▸ Text:
══════════
George Street is a popular entertainment district in St. John’s, Newfoundland, with 22 bars, pubs and clubs in a two-block area. Not surprisingly, it is an area that keeps the local police busy.
“The chief of police decided to address the number of calls that we were getting from the George Street area,” says Sergeant Roy Hoskins. Although some of the establishments had surveillance cameras outside their building, the Royal Constabulary and the local government decided to turn to a police-controlled camera system. “We wanted the cameras to assist police officers in investigating any crimes, so we wanted something with the clearest images we could get with the technology available.”
St. John’s turned to Bosch to install a day/night camera system that would provide high quality images in low light conditions, as well as provide images that could distinguish individuals. The community went with an analog video stream from George Street to headquarters.
Despite only needing to provide surveillance to a two-block area, there were a surprising number of challenges to setting up the system. “We wanted to cover as much of the area as possible, as well as the alley that branched off the street,” Hoskins explains. He sized up the area to decide where to place the 12 cameras and came to the conclusion that the best spot was on the utility poles.
══════════
▸ Directive 1: In the George Street surveillance article, where did Hoskins conclude the 12 cameras should go?
▸ Directive 2: Write the next part of the George Street surveillance article, picking up after its final sentence.

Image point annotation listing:
══════════
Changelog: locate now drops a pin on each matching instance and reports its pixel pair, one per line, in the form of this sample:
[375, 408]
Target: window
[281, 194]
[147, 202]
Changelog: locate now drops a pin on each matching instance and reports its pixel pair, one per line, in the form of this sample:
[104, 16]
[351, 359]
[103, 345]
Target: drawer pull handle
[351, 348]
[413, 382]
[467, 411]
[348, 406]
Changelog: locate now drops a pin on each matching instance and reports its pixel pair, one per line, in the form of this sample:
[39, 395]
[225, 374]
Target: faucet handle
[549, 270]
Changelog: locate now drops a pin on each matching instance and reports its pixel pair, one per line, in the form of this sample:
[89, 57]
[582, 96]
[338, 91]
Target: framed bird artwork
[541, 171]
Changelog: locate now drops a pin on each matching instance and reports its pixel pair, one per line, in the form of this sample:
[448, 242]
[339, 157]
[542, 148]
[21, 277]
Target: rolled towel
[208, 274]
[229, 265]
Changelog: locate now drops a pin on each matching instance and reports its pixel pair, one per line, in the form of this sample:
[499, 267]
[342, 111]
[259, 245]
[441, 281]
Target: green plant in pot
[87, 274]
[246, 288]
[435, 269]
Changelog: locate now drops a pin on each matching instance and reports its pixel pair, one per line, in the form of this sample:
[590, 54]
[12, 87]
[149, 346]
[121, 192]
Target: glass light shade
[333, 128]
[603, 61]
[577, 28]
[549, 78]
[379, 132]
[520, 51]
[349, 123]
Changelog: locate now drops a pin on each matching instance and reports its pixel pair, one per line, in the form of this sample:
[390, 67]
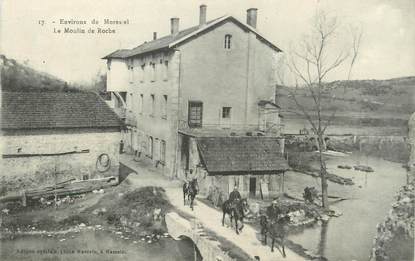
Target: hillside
[18, 77]
[377, 103]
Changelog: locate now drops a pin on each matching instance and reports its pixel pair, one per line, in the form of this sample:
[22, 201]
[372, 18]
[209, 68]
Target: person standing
[273, 211]
[235, 195]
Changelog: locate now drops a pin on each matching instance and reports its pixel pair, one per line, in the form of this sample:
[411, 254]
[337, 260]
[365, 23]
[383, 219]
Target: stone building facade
[50, 137]
[216, 78]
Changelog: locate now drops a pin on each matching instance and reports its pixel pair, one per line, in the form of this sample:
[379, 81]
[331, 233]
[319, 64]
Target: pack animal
[190, 190]
[277, 230]
[236, 210]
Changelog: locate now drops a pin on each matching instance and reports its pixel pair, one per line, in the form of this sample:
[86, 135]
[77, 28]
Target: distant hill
[371, 97]
[384, 104]
[19, 77]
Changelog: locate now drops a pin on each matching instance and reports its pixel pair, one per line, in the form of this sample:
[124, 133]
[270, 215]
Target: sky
[387, 49]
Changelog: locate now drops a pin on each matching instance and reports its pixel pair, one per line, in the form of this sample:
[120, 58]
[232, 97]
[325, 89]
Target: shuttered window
[195, 114]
══════════
▸ Result 1: On the utility poles.

▸ Result 2:
“One of our biggest hurdles was getting access to using the utility poles,” he adds. “We had to work with the utility company to allow us to place the cameras in high-voltage areas on the poles. Because it is a high-voltage area, only people who are qualified can work there, so we had to work out an agreement on how the cameras would be serviced.”
The police department also had to meet requirements of Canada’s privacy commissioner to ensure correct signage notifying people that there were security cameras in the area. Plus the cameras would be exposed to a number of different weather conditions. “In our area, we have a great flux in temperatures,” Hoskins says. “We wanted a camera with good environmental housing and heaters.” The one weather condition he found the cameras can’t solve is snow, which sticks to the dome of the camera. “But then it rains or the sun comes out and the snow disappears, so it works.”
The cameras have been in operation since May 2011, and Hoskins believes that is has solved a major outdoor security problem for his community. “It’s not the magic bullet that will solve every case, but it provides the information that assists the investigators in solving the case.”
The police of St. John’s only needed to provide security for a two-block area. Another city wanted a single system to be used that would monitor events, receive alerts of potential threats and suspicious activities and then rapidly implement action. The city was broken into zones, already equipped with security devices that generated an overload of information – so much information that it became difficult to control.
The solution was a multi-site incident management system with more than 30 PSIM C4 (command, control, communications, computer/intelligence center) stations. The system then integrates all of the city’s key safety and security functions into a single unified platform. More than 5000 security cameras were deployed. There is also full GPS integration with a 3D virtual view of city.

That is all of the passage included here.